··· Dataset extract

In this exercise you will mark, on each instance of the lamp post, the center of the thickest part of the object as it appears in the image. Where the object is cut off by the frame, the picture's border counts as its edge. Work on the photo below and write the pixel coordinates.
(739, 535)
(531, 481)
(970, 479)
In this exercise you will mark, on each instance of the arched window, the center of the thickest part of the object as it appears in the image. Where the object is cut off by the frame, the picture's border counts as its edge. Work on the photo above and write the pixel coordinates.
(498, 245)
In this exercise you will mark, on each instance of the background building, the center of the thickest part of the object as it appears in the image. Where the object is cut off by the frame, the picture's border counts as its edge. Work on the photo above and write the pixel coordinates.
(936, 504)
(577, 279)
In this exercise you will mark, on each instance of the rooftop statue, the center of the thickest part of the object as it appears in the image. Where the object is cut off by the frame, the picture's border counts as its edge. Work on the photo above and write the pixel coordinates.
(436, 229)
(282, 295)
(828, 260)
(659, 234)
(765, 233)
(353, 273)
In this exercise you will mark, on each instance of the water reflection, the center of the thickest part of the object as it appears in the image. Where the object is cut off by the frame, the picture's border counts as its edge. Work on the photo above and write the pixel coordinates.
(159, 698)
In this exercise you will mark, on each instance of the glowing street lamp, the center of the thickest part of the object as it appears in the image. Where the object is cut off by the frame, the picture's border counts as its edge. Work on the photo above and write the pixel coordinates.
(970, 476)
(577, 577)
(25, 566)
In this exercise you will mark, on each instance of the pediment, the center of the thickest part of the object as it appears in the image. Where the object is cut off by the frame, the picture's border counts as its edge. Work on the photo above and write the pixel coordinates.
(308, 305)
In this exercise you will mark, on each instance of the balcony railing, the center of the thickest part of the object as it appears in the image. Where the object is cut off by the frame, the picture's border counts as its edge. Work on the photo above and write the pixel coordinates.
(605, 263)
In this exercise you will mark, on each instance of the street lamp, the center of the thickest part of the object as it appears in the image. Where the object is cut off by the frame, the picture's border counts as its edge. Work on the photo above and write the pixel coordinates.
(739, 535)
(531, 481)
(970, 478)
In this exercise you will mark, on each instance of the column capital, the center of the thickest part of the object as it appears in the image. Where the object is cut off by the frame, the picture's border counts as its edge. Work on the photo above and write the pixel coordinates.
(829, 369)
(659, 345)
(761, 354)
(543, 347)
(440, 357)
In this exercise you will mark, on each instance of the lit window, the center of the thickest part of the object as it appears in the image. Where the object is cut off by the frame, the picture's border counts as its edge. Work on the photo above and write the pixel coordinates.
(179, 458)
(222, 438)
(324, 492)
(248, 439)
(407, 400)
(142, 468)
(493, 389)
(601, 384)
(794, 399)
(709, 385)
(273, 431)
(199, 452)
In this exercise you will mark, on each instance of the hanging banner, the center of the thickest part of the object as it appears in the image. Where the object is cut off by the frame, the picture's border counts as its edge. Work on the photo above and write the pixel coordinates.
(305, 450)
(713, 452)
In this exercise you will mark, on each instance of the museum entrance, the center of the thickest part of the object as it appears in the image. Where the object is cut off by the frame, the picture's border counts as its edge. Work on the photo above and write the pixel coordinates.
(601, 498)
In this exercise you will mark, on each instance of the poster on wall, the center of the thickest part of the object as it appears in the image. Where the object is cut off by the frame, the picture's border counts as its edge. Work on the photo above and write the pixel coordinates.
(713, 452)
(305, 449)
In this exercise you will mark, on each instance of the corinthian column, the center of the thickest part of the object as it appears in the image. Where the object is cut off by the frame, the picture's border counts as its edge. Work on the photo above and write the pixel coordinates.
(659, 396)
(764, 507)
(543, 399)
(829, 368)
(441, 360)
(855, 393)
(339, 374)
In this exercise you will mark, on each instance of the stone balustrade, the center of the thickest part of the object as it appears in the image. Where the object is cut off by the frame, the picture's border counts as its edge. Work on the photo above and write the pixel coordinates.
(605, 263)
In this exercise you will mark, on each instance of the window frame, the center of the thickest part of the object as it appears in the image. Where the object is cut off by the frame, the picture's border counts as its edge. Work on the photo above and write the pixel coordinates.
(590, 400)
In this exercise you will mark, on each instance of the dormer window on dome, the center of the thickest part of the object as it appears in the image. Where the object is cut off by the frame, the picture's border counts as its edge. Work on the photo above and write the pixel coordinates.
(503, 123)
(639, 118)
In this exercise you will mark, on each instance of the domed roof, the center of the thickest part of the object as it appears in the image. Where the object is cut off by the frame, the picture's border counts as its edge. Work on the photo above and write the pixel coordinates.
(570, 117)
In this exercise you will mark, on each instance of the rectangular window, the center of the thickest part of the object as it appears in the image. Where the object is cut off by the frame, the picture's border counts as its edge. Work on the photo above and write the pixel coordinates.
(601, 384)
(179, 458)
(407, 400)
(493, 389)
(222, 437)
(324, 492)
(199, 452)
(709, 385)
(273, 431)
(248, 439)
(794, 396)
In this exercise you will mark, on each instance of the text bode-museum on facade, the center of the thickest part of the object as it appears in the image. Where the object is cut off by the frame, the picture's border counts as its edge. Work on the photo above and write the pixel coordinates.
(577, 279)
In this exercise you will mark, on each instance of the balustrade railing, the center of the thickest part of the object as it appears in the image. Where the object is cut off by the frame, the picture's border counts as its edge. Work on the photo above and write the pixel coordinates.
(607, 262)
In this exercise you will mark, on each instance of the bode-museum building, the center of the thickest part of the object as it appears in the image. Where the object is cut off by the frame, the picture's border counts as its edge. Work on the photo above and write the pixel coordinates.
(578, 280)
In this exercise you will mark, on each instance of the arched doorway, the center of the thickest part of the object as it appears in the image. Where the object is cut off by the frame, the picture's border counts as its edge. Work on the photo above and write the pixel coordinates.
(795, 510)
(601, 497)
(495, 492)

······

#### [Your objective]
Return every entry verbatim.

#### [The result]
In this exercise you will mark, on each instance of the lamp post, the center of the thickest part of the object as it appears in the image. Where the object is cut off by the frame, the picture's border counts as its edge. Work on the photo below and write the pixel coordinates.
(739, 535)
(531, 481)
(970, 479)
In this exercise you will mark, on each instance of the arched window, the center of the thickest part of the object as it appears in the image. Where the object is cut off by the frame, the picture's border counts as its edge. Work on the photo above and write the pixel coordinates.
(498, 245)
In this exercise you will mark, on each instance of the background building, the center of the thickest part of the object as it appears in the image. Where the object is cut off by the frame, the picture's border counts as its edge. Work on the photo above and write the pixel coordinates.
(936, 504)
(577, 279)
In this exercise you will mark, on each instance of the rooftop statue, the center of the thickest part of the object as it appears in the image. Where the object is cut off by the frame, the picture's border counts as its edge. Work on the photo above and write the pixel coordinates.
(436, 229)
(282, 295)
(828, 260)
(659, 234)
(765, 233)
(353, 273)
In this exercise you will mark, on each instance of the water reflection, the center of the thickest part of the object as it appears in the image. Where the object is cut off by the frame, the picture's border counts as its edge. Work on the photo above and write the pixel coordinates.
(159, 698)
In this exercise you will mark, on each instance of the glowing street lamp, the center of the thickest part of the object as it appears in the image. Where the object is cut off by the frame, the picture's border counts as its edge. Work on the photo above and write the pixel coordinates.
(970, 476)
(577, 577)
(25, 566)
In this exercise you will mark, on each instance of the pediment, the center of the thickest part of the object as it appears in the image. Where the object is cut off by the frame, the picture's border counts as its edge. Work on the photo above and write the pixel coordinates.
(308, 305)
In this exercise you will mark, on each instance of the balcony railing, the center of the thickest part of the object as it appears in the image. Where the object is cut off by the frame, the picture's border counts as its edge. Work on the photo above and write the pixel coordinates.
(605, 263)
In this exercise you will mark, on each instance of the street lamp, the center of the thickest part of the object as it appears in the image. Where the object is cut off by the frame, the picture's border counts as its edge. Work on the photo above and write the pixel coordinates.
(739, 535)
(531, 481)
(970, 478)
In this exercise you will mark, on each instance of the column capital, the center of the thickest part of the object as it appears in the image. Where the object is cut off by the frame, the picture's border counts as its edge. Work on the photo above and write the pixel coordinates.
(829, 369)
(659, 345)
(761, 354)
(543, 347)
(440, 357)
In this exercise you will mark, on each instance of the lit window, the center of the thickest part of the object as it appears in the image. Where the object is cut off by the frame, the picture's border counts as its edge. Work on the photo above and write the pixel coordinates.
(179, 458)
(222, 438)
(324, 492)
(248, 439)
(407, 400)
(142, 468)
(493, 389)
(601, 384)
(794, 399)
(709, 385)
(273, 431)
(199, 452)
In this exercise you will mark, on each instance of the hanging banner, the center of the thickest part of the object as it appears in the image. Where the object is cut off by the frame, the picture's border counts as its edge. Work on the photo above and write the pixel coordinates.
(305, 450)
(713, 452)
In this exercise you will mark, on each instance of the museum entrance, the center of the thickest part of the object as it appears in the image. Where the object is cut off by the frame, the picture's border counts as its edge. Work on the photo above and write the pixel coordinates.
(601, 498)
In this exercise you will mark, on each instance of the poster on wall, the center of the thickest part of the object as it appears in the image. Where the object is cut off by the frame, the picture's border counts as its edge. Work on the photo above and write the pixel coordinates.
(713, 452)
(305, 449)
In this exercise you will mark, on each instance of the corinthian column, the center of the thickest part of the object as it appears in the image. Where the object is cut off by the frame, the picture's border counts as its edge. Work on the photo above and write the pixel coordinates.
(659, 396)
(764, 507)
(543, 399)
(829, 368)
(441, 360)
(855, 393)
(339, 374)
In this exercise you will mark, on each instance of the stone balustrade, the center of the thickest part of the object as it appears in the image. Where the object is cut off by the frame, the picture's border counts as its edge. Work on the photo above and write the pixel coordinates.
(605, 263)
In this exercise you will mark, on each instance of the window frame, the center of the thickest part of the object as it appears in the image. Where the object is cut off by the frame, the picture's border counts as its edge. Work on the photo above and write the pixel coordinates.
(590, 400)
In this exercise you will mark, on each instance of the dormer window on dome, the center of the thickest part of the object as it appears in the image. Where the object is cut off by the frame, the picture's border counts as its edge. Work on the photo above and write the pixel coordinates.
(503, 123)
(639, 118)
In this exercise you will mark, on each instance of the domed roof, the center of the thickest part of the object as it appears in the image. Where the object is cut off by the frame, the picture's border counts as its edge. Work on the photo above and write the pixel coordinates.
(570, 117)
In this exercise you will mark, on each instance of the rectangular window, the center of the thickest part of the object as it appears in the image. Where the object is cut off by the frame, the picture's border counts as its edge. Work on the photo above and write the pixel coordinates.
(601, 384)
(179, 458)
(407, 400)
(493, 389)
(222, 437)
(324, 492)
(199, 452)
(709, 385)
(273, 431)
(248, 439)
(794, 396)
In this exercise you will mark, on each instance of the text bode-museum on facade, the center of the thickest part of the object as it appears in the image. Where the object is cut off by the frame, the picture's border counts as its edge. Work on the photo above and write the pixel coordinates.
(577, 279)
In this exercise you will mark, on each instance of the balustrade railing, the center of the thickest part of the object as it appears in the image. Where the object is cut off by the frame, the picture's border counts as its edge. Work on the photo above and write the pixel coordinates.
(607, 262)
In this exercise you will mark, on each instance of the bode-museum building, the center of the thickest part of the object as it appears in the image. Where the object is cut off by the frame, the picture's border counts as its edge. Work on the photo above and write the pixel coordinates.
(578, 280)
In this exercise you will mark, on each instance of the arched doorway, the center of the thickest part of the object as it appears in the image. Where the object is cut off by the frame, the picture's border counts as its edge. Work on the photo above and write the pixel coordinates.
(795, 510)
(601, 497)
(495, 492)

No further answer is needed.